AIM OF THE EXERCISE: Reproduce the passage on Dask and MPI below word for word, from "Communicators and Topologies" up to and including "One-Sided Communication (RMA)".

EXTRACTED TEXT:
--- Begin ---
Single-machine: threaded or multiprocess scheduler
Distributed: dask.distributed with a central scheduler and workers

Dask is lighter weight than Spark, integrates natively with the Python ecosystem, and works well from laptop to cluster.

MPI (Message Passing Interface)

The standard for distributed-memory parallel programming in HPC.

Core Operations

MPI_Init(&argc, &argv);

int rank, size;
MPI_Comm_rank(MPI_COMM_WORLD, &rank);
MPI_Comm_size(MPI_COMM_WORLD, &size);

// Point-to-point
MPI_Send(buf, count, MPI_FLOAT, dest, tag, MPI_COMM_WORLD);
MPI_Recv(buf, count, MPI_FLOAT, source, tag, MPI_COMM_WORLD, &status);

// Non-blocking
MPI_Isend(buf, count, MPI_FLOAT, dest, tag, comm, &request);
MPI_Irecv(buf, count, MPI_FLOAT, source, tag, comm, &request);
MPI_Wait(&request, &status);

MPI_Finalize();

Collective Operations

MPI_Bcast(buf, count, type, root, comm);          // one-to-all
MPI_Reduce(sendbuf, recvbuf, count, type, op,     // all-to-one
           root, comm);
MPI_Allreduce(sendbuf, recvbuf, count, type, op,  // all-to-all reduce
              comm);
MPI_Scatter(sendbuf, sendcount, sendtype,          // distribute
            recvbuf, recvcount, recvtype, root, comm);
MPI_Gather(sendbuf, sendcount, sendtype,           // collect
           recvbuf, recvcount, recvtype, root, comm);
MPI_Alltoall(sendbuf, sendcount, sendtype,         // transpose
             recvbuf, recvcount, recvtype, comm);
MPI_Barrier(comm);                                  // synchronization

Communicators and Topologies

MPI_Comm_split(MPI_COMM_WORLD, color, key, &new_comm);  // sub-groups
MPI_Cart_create(comm, ndims, dims, periods, reorder,     // Cartesian topology
                &cart_comm);

One-Sided Communication (RMA)
--- End ---
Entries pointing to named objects
--- Begin ---
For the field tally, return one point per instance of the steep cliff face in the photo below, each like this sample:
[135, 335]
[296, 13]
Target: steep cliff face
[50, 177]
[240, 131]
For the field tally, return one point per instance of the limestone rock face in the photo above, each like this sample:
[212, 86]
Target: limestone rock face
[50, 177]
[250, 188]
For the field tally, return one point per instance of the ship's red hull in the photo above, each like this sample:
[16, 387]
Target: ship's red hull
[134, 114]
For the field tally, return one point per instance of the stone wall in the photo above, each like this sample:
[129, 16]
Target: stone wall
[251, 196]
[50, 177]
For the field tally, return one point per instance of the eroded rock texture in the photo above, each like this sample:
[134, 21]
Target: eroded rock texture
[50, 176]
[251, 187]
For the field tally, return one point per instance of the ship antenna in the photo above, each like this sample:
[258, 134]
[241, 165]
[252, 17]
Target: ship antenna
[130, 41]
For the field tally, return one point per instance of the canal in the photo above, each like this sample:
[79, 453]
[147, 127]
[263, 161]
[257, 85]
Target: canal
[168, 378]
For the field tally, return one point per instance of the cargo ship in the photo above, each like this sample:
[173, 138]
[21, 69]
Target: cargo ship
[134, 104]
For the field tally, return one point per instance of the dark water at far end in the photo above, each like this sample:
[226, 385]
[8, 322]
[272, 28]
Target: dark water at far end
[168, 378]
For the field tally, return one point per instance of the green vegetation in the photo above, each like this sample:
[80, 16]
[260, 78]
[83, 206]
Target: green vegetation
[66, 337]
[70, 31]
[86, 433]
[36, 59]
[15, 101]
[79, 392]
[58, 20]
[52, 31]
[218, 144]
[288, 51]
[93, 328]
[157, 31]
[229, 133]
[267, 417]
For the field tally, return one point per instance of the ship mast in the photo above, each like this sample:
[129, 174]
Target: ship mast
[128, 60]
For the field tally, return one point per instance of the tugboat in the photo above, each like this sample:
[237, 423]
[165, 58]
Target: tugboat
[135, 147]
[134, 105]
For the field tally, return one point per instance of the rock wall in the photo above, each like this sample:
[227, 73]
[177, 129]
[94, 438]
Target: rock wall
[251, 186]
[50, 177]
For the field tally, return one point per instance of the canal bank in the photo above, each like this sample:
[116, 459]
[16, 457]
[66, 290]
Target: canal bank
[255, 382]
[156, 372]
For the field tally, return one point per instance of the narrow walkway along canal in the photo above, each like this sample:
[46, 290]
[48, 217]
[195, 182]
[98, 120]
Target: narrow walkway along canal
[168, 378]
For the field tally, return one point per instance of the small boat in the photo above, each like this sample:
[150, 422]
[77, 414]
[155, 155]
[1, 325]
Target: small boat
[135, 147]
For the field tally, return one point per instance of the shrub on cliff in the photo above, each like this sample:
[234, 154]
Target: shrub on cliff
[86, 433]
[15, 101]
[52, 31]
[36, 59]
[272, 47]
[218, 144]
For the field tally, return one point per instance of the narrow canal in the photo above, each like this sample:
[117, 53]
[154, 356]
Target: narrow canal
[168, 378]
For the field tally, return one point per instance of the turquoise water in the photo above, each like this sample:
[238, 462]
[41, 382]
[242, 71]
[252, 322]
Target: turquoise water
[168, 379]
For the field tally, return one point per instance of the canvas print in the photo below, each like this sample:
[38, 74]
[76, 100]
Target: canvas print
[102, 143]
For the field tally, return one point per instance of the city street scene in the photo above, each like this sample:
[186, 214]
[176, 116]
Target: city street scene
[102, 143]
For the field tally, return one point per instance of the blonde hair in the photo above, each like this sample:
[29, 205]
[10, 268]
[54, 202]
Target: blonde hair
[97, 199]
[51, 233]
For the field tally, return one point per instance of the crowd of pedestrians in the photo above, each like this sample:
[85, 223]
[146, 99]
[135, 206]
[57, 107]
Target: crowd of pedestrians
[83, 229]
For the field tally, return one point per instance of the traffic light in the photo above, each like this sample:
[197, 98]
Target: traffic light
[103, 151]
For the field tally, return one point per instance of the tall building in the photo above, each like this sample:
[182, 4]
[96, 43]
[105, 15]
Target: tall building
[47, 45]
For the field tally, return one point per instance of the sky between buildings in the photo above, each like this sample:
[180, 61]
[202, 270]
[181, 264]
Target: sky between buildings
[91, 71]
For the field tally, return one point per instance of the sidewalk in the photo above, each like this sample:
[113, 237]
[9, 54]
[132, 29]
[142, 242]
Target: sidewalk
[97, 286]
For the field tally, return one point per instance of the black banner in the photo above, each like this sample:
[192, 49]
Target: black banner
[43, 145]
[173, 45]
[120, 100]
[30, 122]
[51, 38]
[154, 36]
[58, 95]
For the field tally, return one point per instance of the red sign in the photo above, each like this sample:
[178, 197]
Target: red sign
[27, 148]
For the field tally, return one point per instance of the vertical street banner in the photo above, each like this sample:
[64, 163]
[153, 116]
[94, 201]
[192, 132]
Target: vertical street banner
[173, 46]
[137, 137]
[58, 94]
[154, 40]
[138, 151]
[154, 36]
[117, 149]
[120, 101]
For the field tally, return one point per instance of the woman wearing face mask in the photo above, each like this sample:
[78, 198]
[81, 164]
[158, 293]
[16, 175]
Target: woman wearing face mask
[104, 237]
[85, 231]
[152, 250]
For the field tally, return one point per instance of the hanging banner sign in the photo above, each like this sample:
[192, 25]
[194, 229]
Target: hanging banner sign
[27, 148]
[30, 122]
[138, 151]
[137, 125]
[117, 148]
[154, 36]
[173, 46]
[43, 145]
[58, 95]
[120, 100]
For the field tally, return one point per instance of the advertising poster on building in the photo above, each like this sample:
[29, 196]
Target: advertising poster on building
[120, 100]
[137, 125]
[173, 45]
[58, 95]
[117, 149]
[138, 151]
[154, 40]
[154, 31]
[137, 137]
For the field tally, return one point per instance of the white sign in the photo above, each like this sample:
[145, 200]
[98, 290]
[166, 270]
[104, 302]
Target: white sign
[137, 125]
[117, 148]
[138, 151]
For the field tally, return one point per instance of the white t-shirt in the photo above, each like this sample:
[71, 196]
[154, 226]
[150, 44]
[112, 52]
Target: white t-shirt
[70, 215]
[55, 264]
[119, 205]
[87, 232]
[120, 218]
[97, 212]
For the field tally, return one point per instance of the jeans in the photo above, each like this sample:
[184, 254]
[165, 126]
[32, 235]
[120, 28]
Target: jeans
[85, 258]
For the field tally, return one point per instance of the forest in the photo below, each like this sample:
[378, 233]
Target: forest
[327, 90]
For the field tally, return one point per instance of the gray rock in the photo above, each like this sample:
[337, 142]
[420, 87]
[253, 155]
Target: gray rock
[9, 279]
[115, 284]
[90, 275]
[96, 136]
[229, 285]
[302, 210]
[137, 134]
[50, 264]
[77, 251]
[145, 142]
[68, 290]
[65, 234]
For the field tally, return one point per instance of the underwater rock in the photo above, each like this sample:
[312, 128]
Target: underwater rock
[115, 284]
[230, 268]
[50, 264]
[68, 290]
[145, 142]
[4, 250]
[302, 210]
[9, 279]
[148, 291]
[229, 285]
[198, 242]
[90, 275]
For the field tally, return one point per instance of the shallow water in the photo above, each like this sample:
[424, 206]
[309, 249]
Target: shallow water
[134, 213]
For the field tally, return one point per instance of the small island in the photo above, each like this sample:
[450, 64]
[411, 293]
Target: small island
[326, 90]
--- End ---
RESPONSE:
Communicators and Topologies

MPI_Comm_split(MPI_COMM_WORLD, color, key, &new_comm);  // sub-groups
MPI_Cart_create(comm, ndims, dims, periods, reorder,     // Cartesian topology
                &cart_comm);

One-Sided Communication (RMA)